**Testo dell'esercizio**.
• • •

Cos’è lo smart working
di Luisa Capitanio – Imprenditrice, consulente di strategia e organizzazione per PMIIn Germania e Inghilterra lo chiamano remote work, o agile work.
Noi italiani lo chiamiamo smart working, anche se per la legge è lavoro agile.
Il lavoro agile, termine attribuito dalla Legge 81/2017 allo smart working, è stato introdotto con l’intento di dotare i lavoratori dipendenti di una maggiore flessibilità lavorativa.
Una flessibilità tale da permettere al lavoratore che sceglie lo smart working di conciliare al meglio:
- la propria attività,
- le esigenze familiari e quelle personali,
- il proprio tempo libero.
Ecco la definizione data dalla Legge 81/2017:
“E’ definito Lavoro Agile la modalità di esecuzione del rapporto di lavoro subordinato, stabilita mediante accordo tra le parti, anche con forme di organizzazione per fasi, cicli e obiettivi e senza precisi vincoli di orario o di luogo di lavoro, con il possibile utilizzo di strumenti tecnologici per lo svolgimento dell’attività lavorativa”.
Le caratteristiche fondanti dello smart working dal punto di vista legislativo sono dunque:
- la flessibilità organizzativa: il dipendente deve avere la possibilità di scegliere i tempi e il luogo per lo svolgimento della propria attività;
- la volontarietà delle parti: si tratta di una scelta che prevede un accordo specifico tra il datore di lavoro e il dipendente;
- la dotazione di strumenti tecnologici adeguati allo svolgimento del lavoro da remoto;
- il rispetto degli orari e delle giornate di riposo previsti contrattualmente, ai quali il lavoratore ha diritto;
- un trattamento economico non inferiore a quello contrattualmente previsto per il lavoro svolto in azienda;
- il diritto alla formazione continua del lavoratore, così come quando è in azienda, per favorire la crescita professionale i termini di conoscenza e la competenza;
- la tutela della salute e della sicurezza del lavoratore.
Il Parlamento Europeo, con il principio generale 48, contenuto nella risoluzione 13/9/2016 sottolinea i benefici sociali dello smart working: grazie ad esso è possibile creare un maggiore equilibrio tra vita privata e vita lavorativa, favorendo la crescita demografica e promuovendo il benessere delle persone e della società.
Tanto in Europa quanto in Italia, gli elementi chiave dello smart working sono:
flessibilità,
auto-gestione
e auto-organizzazione.
Si tratta di elementi che appoggiano su alcuni principi fondamentali:
- la fiducia dell’impresa nei confronti del dipendente e viceversa;
- la volontarietà delle parti;
- il lavoro organizzato secondo specifici risultati da raggiungere.
Dunque, se datore di lavoro e dipendente – insieme – definiscono precisamente gli obiettivi da raggiungere ed i termini entro i quali i risultati dovranno essere restituiti all’impresa, variabili come il tempo giornaliero impiegato dal lavoratore per perseguire il suo obiettivo e il luogo in cui decide di svolgerlo, diventano secondarie.
L’emergenza COVID-19 e le restrizioni alla mobilità hanno temporaneamente favorito lo snellimento burocratico per l’adozione dello smart working da parte delle aziende.

• • •

**Dati archiviati**.
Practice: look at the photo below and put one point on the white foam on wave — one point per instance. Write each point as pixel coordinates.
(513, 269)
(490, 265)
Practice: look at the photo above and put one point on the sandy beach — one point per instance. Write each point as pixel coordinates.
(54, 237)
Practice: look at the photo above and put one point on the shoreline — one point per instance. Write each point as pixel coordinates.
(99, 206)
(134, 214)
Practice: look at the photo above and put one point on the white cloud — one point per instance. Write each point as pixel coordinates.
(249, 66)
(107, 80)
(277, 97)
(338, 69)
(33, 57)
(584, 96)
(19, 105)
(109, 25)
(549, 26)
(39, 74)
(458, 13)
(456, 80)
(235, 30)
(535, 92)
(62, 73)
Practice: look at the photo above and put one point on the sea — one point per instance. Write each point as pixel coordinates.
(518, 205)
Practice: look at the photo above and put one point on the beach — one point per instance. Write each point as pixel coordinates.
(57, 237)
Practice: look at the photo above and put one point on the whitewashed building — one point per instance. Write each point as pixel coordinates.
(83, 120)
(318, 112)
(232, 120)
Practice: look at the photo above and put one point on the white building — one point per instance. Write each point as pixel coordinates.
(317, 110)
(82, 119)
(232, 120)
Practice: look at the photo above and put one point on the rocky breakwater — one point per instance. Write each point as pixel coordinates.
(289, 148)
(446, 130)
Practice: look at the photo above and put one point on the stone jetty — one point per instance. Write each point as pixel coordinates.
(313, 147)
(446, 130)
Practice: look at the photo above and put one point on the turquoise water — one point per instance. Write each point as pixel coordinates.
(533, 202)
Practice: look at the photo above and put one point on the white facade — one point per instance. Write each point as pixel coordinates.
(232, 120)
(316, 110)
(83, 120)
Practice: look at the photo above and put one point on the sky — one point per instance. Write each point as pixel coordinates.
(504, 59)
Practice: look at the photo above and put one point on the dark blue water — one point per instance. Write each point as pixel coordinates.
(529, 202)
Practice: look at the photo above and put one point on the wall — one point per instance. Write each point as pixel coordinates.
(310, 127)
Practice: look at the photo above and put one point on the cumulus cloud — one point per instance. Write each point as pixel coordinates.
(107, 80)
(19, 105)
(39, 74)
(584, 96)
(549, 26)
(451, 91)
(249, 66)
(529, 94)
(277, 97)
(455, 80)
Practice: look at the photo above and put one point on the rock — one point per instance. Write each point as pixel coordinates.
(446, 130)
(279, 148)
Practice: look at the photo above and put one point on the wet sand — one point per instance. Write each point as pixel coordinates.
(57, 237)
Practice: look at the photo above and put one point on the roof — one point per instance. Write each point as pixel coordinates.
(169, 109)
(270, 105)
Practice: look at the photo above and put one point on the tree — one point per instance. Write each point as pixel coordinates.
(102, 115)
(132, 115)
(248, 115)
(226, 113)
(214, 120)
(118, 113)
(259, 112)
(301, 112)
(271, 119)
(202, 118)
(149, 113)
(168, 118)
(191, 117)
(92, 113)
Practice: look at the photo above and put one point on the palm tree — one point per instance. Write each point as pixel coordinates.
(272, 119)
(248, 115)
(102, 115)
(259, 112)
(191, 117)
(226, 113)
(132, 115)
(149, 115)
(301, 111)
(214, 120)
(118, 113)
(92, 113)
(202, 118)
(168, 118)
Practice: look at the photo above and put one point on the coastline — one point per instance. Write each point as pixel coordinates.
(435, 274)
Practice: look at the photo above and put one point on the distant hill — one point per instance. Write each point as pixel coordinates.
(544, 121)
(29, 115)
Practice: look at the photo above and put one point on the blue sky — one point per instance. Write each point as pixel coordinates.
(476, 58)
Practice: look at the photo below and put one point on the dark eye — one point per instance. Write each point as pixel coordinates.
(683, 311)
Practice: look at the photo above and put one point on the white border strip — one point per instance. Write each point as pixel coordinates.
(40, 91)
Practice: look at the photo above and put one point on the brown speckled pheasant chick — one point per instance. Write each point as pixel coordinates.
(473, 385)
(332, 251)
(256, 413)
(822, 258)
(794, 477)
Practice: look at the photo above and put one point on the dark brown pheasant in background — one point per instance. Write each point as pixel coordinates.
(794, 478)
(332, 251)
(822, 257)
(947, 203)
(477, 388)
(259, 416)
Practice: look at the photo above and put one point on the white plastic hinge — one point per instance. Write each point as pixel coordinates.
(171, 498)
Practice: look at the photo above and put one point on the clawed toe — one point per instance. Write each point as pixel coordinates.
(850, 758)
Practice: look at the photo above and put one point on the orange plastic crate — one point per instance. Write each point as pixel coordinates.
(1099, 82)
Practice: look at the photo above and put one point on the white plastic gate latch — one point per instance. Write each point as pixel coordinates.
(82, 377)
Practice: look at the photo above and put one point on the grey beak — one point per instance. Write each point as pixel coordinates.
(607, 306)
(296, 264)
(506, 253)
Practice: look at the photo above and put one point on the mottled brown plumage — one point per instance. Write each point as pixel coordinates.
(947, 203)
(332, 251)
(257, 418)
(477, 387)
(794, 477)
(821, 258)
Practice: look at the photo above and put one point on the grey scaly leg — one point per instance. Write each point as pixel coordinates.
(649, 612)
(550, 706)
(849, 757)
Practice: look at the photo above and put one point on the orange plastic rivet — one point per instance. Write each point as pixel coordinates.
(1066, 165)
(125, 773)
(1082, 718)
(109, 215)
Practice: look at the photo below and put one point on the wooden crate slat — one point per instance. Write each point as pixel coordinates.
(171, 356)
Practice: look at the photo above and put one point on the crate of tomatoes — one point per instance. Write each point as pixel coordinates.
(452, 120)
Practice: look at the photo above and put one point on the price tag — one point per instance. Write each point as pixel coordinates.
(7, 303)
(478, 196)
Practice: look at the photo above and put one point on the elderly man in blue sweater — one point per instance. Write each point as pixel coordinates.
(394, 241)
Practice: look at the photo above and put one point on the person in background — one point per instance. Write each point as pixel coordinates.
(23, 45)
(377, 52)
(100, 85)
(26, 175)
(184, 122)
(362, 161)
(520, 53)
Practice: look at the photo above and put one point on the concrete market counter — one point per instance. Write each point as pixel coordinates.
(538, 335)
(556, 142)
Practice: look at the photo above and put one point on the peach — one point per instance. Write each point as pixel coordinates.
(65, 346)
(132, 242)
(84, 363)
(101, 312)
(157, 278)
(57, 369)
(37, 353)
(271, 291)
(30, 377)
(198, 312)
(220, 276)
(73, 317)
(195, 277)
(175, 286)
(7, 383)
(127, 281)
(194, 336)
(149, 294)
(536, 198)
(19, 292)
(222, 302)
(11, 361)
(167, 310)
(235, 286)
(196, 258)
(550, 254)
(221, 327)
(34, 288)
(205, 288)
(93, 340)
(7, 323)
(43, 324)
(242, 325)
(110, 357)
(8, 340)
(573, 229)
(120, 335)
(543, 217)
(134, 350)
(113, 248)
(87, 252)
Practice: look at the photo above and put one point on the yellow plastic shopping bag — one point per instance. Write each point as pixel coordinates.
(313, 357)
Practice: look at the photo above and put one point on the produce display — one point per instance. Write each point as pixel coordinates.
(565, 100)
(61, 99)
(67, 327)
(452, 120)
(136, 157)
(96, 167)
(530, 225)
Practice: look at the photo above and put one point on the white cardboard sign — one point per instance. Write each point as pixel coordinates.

• • •

**Attività**. Cita fedelmente il passo del testo sullo smart working che si apre con le parole contenenti "Dunque, se datore" e si chiude con "parte delle aziende.".

**Soluzione**.
Dunque, se datore di lavoro e dipendente – insieme – definiscono precisamente gli obiettivi da raggiungere ed i termini entro i quali i risultati dovranno essere restituiti all’impresa, variabili come il tempo giornaliero impiegato dal lavoratore per perseguire il suo obiettivo e il luogo in cui decide di svolgerlo, diventano secondarie.
L’emergenza COVID-19 e le restrizioni alla mobilità hanno temporaneamente favorito lo snellimento burocratico per l’adozione dello smart working da parte delle aziende.